## Begin

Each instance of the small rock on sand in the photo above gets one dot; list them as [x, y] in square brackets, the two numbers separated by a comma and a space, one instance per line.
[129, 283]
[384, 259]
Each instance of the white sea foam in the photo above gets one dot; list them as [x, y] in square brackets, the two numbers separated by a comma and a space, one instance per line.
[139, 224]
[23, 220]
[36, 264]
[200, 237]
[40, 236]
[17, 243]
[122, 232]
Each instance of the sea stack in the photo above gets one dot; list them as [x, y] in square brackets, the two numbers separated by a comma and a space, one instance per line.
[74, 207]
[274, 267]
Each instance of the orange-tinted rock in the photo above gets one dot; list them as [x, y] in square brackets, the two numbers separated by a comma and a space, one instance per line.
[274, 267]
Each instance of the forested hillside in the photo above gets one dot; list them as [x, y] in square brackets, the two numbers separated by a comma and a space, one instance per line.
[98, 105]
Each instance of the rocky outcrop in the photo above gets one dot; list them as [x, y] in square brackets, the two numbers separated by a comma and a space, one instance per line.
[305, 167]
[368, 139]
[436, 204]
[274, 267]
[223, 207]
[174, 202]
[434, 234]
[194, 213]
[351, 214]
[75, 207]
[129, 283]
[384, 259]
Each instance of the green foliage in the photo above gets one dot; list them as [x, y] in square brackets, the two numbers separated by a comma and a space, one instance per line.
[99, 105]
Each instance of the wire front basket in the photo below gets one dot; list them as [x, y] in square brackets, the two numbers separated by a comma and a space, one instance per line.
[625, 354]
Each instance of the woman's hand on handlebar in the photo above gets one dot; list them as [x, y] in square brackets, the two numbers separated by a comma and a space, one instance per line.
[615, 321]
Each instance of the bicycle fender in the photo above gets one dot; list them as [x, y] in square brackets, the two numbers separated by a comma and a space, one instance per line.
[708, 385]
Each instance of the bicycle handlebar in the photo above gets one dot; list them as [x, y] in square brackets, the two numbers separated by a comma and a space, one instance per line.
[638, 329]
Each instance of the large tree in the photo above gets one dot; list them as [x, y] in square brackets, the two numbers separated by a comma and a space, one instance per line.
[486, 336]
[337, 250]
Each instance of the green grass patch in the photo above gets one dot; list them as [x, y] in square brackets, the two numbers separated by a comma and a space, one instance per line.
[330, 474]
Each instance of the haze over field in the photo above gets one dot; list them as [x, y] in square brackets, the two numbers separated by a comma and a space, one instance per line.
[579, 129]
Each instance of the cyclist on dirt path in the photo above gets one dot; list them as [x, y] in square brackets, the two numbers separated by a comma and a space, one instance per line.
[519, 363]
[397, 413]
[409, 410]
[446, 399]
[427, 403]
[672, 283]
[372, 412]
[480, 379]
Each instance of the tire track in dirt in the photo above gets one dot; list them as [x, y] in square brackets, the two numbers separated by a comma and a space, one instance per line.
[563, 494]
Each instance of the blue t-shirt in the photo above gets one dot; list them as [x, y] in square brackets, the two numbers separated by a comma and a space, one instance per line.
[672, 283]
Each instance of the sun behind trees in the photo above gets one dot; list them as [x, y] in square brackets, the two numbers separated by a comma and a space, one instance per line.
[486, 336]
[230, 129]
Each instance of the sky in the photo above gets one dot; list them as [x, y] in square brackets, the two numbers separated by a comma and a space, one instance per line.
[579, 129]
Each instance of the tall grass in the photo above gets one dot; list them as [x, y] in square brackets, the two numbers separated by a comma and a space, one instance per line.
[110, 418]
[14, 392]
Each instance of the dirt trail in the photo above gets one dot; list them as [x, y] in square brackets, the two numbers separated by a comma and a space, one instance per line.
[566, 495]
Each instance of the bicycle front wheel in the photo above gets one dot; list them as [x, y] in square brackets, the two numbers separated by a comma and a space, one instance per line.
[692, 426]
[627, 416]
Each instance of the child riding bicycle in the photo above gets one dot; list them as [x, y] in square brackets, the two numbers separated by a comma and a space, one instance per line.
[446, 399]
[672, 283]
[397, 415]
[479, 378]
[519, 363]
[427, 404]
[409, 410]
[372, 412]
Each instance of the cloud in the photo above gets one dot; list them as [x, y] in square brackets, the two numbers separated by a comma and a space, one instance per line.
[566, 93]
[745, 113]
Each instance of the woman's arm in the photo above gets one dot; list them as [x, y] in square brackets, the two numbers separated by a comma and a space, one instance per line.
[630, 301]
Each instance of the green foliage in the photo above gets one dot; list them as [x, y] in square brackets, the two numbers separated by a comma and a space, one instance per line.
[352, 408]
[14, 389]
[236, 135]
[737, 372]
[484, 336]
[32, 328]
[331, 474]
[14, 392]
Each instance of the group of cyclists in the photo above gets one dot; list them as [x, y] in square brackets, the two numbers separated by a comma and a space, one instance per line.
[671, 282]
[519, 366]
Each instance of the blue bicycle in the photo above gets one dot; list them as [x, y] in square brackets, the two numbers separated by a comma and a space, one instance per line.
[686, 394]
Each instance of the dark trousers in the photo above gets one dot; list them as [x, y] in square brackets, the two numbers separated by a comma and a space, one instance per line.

## End

## Written request
The whole listing above needs to be written out again exactly.

## Written answer
Each instance of the small rock on sand in the photo above gets one dot; list them as [x, y] in square brackets, the two numbers separated by a comma and a space, one instance per line.
[129, 283]
[384, 259]
Each instance of the white sea foam in the photo above gets one dot; list them as [x, y] in square brackets, the two numbers separated by a comma and a space, one instance per line.
[139, 224]
[23, 220]
[36, 264]
[200, 237]
[40, 236]
[17, 243]
[122, 232]
Each instance of the sea stack in the photo above gets one dot; list them as [x, y] in square brackets, the two numbers separated by a comma and a space, one instance per line.
[74, 207]
[274, 267]
Each instance of the orange-tinted rock in the photo above gets one dot; list them as [x, y] in square brackets, the two numbers separated by a comma and a space, one instance per line.
[274, 267]
Each instance of the forested hillside in the photo above gets one dot; list them as [x, y] in square brackets, the two numbers separated by a comma and a space, one instance per line.
[98, 105]
Each instance of the rocky outcrop in the photo above gets one dot; list them as [x, y] in square brackets, the two numbers separated by a comma and a space, one instance per line.
[305, 167]
[368, 139]
[436, 204]
[274, 267]
[223, 207]
[174, 202]
[434, 234]
[194, 213]
[351, 214]
[75, 207]
[129, 283]
[384, 259]
Each instance of the green foliage in the photo above gets one dot; list them as [x, y] in square brackets, the two numbers separated by a comma and a space, one instance per line.
[99, 105]
Each instance of the wire front basket in the photo below gets one dot; list them as [x, y] in square brackets, the two numbers separated by a comma and a space, one instance per line.
[625, 354]
Each instance of the woman's hand on handlebar in the photo above gets one dot; list them as [x, y] in square brackets, the two numbers separated by a comma and a space, one instance per line.
[615, 321]
Each instance of the bicycle fender in the photo above gets one dot; list them as [x, y] in square brackets, the two numbers separated by a comma and a space, one instance per line.
[708, 385]
Each instance of the bicycle handlebar in the photo above gets one dot; list them as [x, y] in square brackets, the two numbers separated by a comma and a space, one instance per line.
[638, 329]
Each instance of the large tree in the photo above gets one dot; list them as [x, y] in square brackets, the two numbers separated by a comma and a space, one instance per line.
[486, 336]
[337, 250]
Each instance of the green grass patch in the photo above gets one dot; list them as [x, y] in square brackets, the two numbers separated by a comma and a space, one instance per line.
[330, 474]
Each instance of the haze over field in the photo above gets one dot; list them as [x, y] in square brackets, the two numbers separated by a comma and a space, one instance per line.
[579, 129]
Each instance of the cyclist on dirt path in the photo above gets one dot; list them as [x, y] in square brackets, the two numbers separated by a comma and a space, one instance per line.
[519, 363]
[397, 413]
[409, 410]
[446, 399]
[427, 403]
[672, 283]
[372, 412]
[480, 379]
Each instance of the tire track in dirt in the photo above gets one dot; list them as [x, y] in square brackets, the two numbers separated by a comma and a space, one instance per line.
[563, 494]
Each instance of the blue t-shirt in the photo above gets one dot; list them as [x, y] in square brackets, the two numbers separated by a comma and a space, one instance per line.
[672, 283]
Each instance of the sun behind trees in the photo above gets one dot; list them as [x, y] in square brackets, the two numbers separated by a comma and a space, one instance per line.
[486, 336]
[230, 129]
Each instance of the sky in the photo above gets one dot; list them as [x, y] in square brackets, the two numbers separated by a comma and a space, one instance per line.
[579, 129]
Each instance of the tall grass in the photo above gets one dot; list them as [x, y] in square brackets, the two numbers separated by a comma and a space, one instance per line.
[110, 418]
[14, 392]
Each instance of the dirt trail in the photo above gets one dot; list them as [x, y] in square brackets, the two numbers separated by a comma and a space, one instance per line.
[566, 495]
Each instance of the bicycle front wheel in the photo above gets one dot; list them as [x, y] in square brackets, the two numbers separated by a comma and a space, one instance per line.
[692, 426]
[627, 416]
Each instance of the child riding bicycle in the photo above gets one dot; list them as [x, y] in square brackets, the two numbers separated by a comma and a space, one instance per line.
[446, 399]
[672, 283]
[397, 415]
[479, 378]
[519, 363]
[427, 404]
[409, 410]
[372, 412]
Each instance of the cloud in the photo above gets one dot; list them as [x, y] in square brackets, the two numbers separated by a comma and a space, one instance per line.
[566, 93]
[745, 113]
Each instance of the woman's arm in the photo above gets one dot; list them as [x, y] in square brackets, the two numbers separated by a comma and a space, one instance per line.
[630, 301]
Each instance of the green foliage in the photo above gets one dot; list them as [x, y] in square brackets, the two numbers separated by a comma and a space, one instance per line.
[352, 408]
[14, 389]
[236, 135]
[737, 372]
[484, 336]
[32, 328]
[331, 474]
[14, 392]
Each instance of the group of cyclists in the photo above gets one dot; list them as [x, y] in square brackets, the two numbers separated by a comma and a space, one instance per line.
[671, 282]
[519, 366]
Each instance of the blue bicycle in the photo above gets one dot; list them as [x, y] in square brackets, the two numbers separated by a comma and a space, one instance per line.
[686, 394]
Each instance of the dark trousers in the photo above gets one dot; list them as [x, y] in square brackets, the two numbers separated by a comma and a space, one instance per line.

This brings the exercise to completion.